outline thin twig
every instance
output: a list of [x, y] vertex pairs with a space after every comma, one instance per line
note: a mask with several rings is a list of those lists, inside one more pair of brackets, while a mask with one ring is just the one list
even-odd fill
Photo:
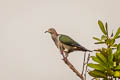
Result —
[[83, 75], [83, 73], [84, 73], [84, 67], [85, 67], [85, 57], [86, 57], [86, 52], [84, 53], [84, 61], [83, 61], [82, 75]]
[[63, 61], [65, 62], [66, 65], [69, 66], [70, 69], [72, 69], [72, 71], [73, 71], [74, 73], [76, 73], [76, 75], [77, 75], [81, 80], [84, 80], [83, 75], [80, 74], [80, 73], [75, 69], [75, 67], [69, 62], [69, 60], [68, 60], [66, 57], [63, 58]]
[[87, 74], [87, 68], [88, 68], [88, 62], [90, 60], [90, 53], [88, 54], [88, 57], [87, 57], [87, 62], [86, 62], [86, 69], [85, 69], [85, 80], [86, 80], [86, 74]]

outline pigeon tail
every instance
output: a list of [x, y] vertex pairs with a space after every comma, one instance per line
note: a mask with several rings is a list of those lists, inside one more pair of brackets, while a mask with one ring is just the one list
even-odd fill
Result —
[[82, 47], [82, 46], [79, 46], [78, 47], [78, 50], [80, 50], [80, 51], [88, 51], [88, 52], [92, 52], [91, 50], [88, 50], [88, 49], [86, 49], [85, 47]]

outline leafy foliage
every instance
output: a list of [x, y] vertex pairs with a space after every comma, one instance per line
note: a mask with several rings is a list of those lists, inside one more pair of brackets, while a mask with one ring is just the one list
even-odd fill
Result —
[[95, 78], [107, 78], [107, 76], [104, 74], [104, 72], [93, 70], [90, 71], [89, 74]]
[[89, 63], [88, 66], [93, 68], [89, 71], [89, 75], [94, 78], [103, 78], [103, 80], [113, 80], [120, 78], [120, 44], [116, 43], [116, 39], [120, 38], [120, 27], [115, 35], [112, 31], [108, 35], [108, 25], [102, 21], [98, 21], [99, 27], [103, 33], [100, 38], [93, 37], [95, 44], [105, 44], [107, 47], [96, 49], [96, 55], [91, 56], [95, 63]]

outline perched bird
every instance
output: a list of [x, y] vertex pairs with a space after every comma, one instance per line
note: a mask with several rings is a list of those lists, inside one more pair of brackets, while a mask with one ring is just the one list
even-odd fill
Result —
[[57, 48], [60, 50], [63, 57], [68, 57], [68, 54], [73, 51], [92, 52], [86, 49], [85, 47], [81, 46], [78, 42], [74, 41], [69, 36], [58, 34], [54, 28], [50, 28], [48, 29], [48, 31], [45, 31], [45, 33], [47, 32], [51, 34], [52, 40], [54, 41]]

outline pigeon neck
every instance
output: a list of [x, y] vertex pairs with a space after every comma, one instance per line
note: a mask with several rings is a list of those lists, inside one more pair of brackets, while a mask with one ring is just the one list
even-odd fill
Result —
[[55, 34], [52, 34], [51, 36], [52, 36], [53, 38], [57, 38], [57, 37], [58, 37], [58, 34], [55, 33]]
[[54, 35], [55, 35], [55, 36], [58, 36], [58, 33], [55, 31], [55, 32], [54, 32]]
[[51, 34], [53, 37], [57, 37], [58, 33], [55, 31], [53, 34]]

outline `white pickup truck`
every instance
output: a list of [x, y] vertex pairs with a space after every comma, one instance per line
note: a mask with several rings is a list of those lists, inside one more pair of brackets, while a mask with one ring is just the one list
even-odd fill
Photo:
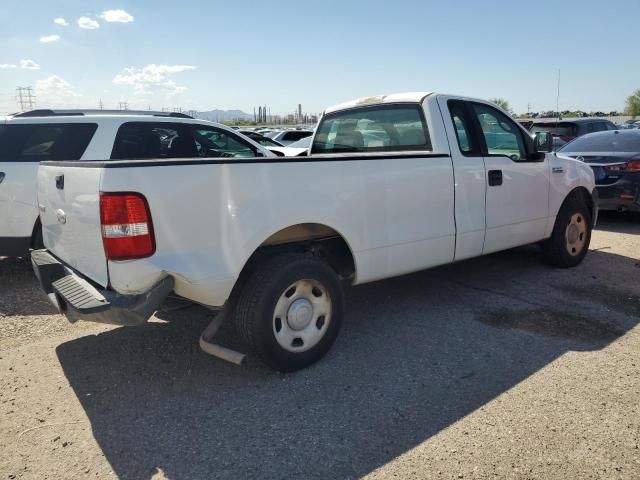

*TASK GOAL:* Each line of the data is to be duplicated exactly; pictures stay out of the copy.

*SOLVED PROBLEM:*
outline thin twig
every instance
output: a list of [x, y] vertex pairs with a space after every comma, one instance per line
note: a mask with several rings is a list of those lists, inside one more pair of brackets, while a mask with one ring is just the one list
even-odd fill
Photo:
Result —
[[83, 75], [83, 73], [84, 73], [84, 67], [85, 67], [85, 57], [86, 57], [86, 52], [84, 53], [84, 61], [83, 61], [82, 75]]
[[63, 61], [65, 62], [66, 65], [69, 66], [70, 69], [72, 69], [72, 71], [73, 71], [74, 73], [76, 73], [76, 75], [77, 75], [81, 80], [84, 80], [83, 75], [80, 74], [80, 73], [75, 69], [75, 67], [69, 62], [69, 60], [68, 60], [66, 57], [63, 58]]
[[87, 74], [87, 68], [88, 68], [88, 62], [90, 60], [90, 53], [88, 54], [88, 57], [87, 57], [87, 62], [86, 62], [86, 69], [85, 69], [85, 80], [86, 80], [86, 74]]

outline pigeon tail
every instance
output: a list of [x, y] vertex pairs with a space after every comma, one instance per line
note: a mask with several rings is a list of those lists, inside one more pair of brackets, while a mask with one ring is just the one list
even-odd fill
Result —
[[82, 47], [82, 46], [79, 46], [78, 47], [78, 50], [80, 50], [80, 51], [88, 51], [88, 52], [92, 52], [91, 50], [88, 50], [88, 49], [86, 49], [85, 47]]

outline leafy foliage
every instance
output: a list of [x, y] vertex pairs with a space after every comma, one instance per line
note: a mask with several rings is a list of those lists, inside one more pair of brackets, while a mask with one ring is just the one list
even-odd fill
Result —
[[95, 78], [107, 78], [107, 76], [104, 74], [104, 72], [93, 70], [90, 71], [89, 74]]
[[89, 63], [88, 66], [93, 68], [89, 71], [89, 75], [94, 78], [103, 78], [103, 80], [113, 80], [120, 78], [120, 44], [116, 43], [116, 39], [120, 38], [120, 27], [115, 35], [112, 31], [108, 35], [108, 25], [102, 21], [98, 21], [99, 27], [103, 33], [100, 38], [93, 37], [95, 44], [105, 44], [107, 47], [96, 49], [96, 55], [91, 56], [95, 63]]

outline perched bird
every instance
output: a list of [x, y] vertex pairs with a space after every comma, one instance per line
note: a mask with several rings is a list of those lists, inside one more pair of brackets, while a mask with one ring is just the one list
even-odd fill
Result —
[[57, 48], [60, 50], [63, 57], [68, 57], [68, 54], [73, 51], [92, 52], [86, 49], [85, 47], [81, 46], [78, 42], [74, 41], [69, 36], [58, 34], [54, 28], [50, 28], [48, 29], [48, 31], [45, 31], [45, 33], [47, 32], [51, 34], [52, 40], [54, 41]]

outline pigeon neck
every instance
output: a list of [x, y] vertex pairs with a space after every comma, one instance per line
note: a mask with several rings is a list of those lists, inside one more pair of brackets, while a mask with one ring is just the one list
even-odd fill
Result —
[[55, 34], [52, 34], [51, 36], [52, 36], [53, 38], [57, 38], [57, 37], [58, 37], [58, 34], [55, 33]]
[[54, 35], [55, 35], [55, 36], [58, 36], [58, 33], [55, 31], [55, 32], [54, 32]]
[[51, 34], [53, 37], [57, 37], [58, 33], [55, 31], [53, 34]]

outline `white pickup truck`
every instance
output: a list of [x, y] vertex pairs with a space after every comma, one instance per line
note: a mask with several rings is a list of those lists, inside one more pair of brackets, while a mask with one ring is just the one list
even-odd fill
Photo:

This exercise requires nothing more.